- _Written request_
Your task is to return the line containing "indicate the bell-shaped" plus every line after it, exactly and with nothing added.

- _Dataset extract_

━━━━━━━━━━━━━━━━

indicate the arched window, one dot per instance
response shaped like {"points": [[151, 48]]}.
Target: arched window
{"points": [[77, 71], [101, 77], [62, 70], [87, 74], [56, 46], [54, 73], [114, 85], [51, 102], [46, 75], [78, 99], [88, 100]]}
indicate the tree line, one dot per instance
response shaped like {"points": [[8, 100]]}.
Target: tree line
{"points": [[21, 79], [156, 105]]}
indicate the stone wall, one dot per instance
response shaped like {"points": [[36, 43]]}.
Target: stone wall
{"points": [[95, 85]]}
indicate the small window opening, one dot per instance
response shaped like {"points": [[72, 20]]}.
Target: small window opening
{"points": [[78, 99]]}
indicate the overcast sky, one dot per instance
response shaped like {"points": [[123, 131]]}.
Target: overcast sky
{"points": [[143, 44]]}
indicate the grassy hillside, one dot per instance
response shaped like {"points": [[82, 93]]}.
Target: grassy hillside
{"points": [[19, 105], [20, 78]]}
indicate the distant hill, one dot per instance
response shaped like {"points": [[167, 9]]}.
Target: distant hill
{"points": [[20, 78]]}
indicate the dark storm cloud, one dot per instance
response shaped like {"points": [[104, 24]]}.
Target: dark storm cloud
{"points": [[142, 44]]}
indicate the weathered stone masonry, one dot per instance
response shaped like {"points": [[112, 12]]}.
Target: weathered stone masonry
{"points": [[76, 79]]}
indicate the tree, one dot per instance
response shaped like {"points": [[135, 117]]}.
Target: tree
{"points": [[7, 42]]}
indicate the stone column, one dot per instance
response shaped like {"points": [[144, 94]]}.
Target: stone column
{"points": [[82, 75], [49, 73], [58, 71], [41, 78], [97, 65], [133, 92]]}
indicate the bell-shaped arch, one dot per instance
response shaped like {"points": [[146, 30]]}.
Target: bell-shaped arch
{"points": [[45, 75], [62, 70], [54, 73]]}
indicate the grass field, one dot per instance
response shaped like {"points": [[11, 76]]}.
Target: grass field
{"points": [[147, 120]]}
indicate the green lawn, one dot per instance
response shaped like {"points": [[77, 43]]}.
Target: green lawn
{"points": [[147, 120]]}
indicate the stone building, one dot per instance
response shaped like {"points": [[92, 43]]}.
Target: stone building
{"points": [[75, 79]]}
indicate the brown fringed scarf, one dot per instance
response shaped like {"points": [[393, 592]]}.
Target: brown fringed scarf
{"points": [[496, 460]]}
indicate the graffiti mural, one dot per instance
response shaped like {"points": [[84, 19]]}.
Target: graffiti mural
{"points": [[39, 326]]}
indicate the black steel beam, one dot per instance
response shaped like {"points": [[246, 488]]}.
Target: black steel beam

━━━━━━━━━━━━━━━━

- _Written reply_
indicate the bell-shaped arch, one dot per instance
response shaped like {"points": [[146, 30]]}.
Target: bell-shaped arch
{"points": [[45, 75], [62, 70], [54, 73]]}
indicate the grass field, one dot per instance
response shaped like {"points": [[11, 76]]}.
Target: grass field
{"points": [[147, 120]]}
indicate the green lawn, one dot per instance
response shaped like {"points": [[77, 43]]}.
Target: green lawn
{"points": [[147, 120]]}
indicate the stone building, one dot per instance
response shaped like {"points": [[92, 43]]}.
Target: stone building
{"points": [[75, 79]]}
indicate the brown fringed scarf, one dot per instance
response shaped like {"points": [[393, 592]]}.
Target: brown fringed scarf
{"points": [[496, 460]]}
indicate the graffiti mural, one dot per instance
response shaped like {"points": [[84, 19]]}.
Target: graffiti mural
{"points": [[39, 326]]}
indicate the black steel beam, one dot per instance
response shaped like {"points": [[246, 488]]}.
Target: black steel beam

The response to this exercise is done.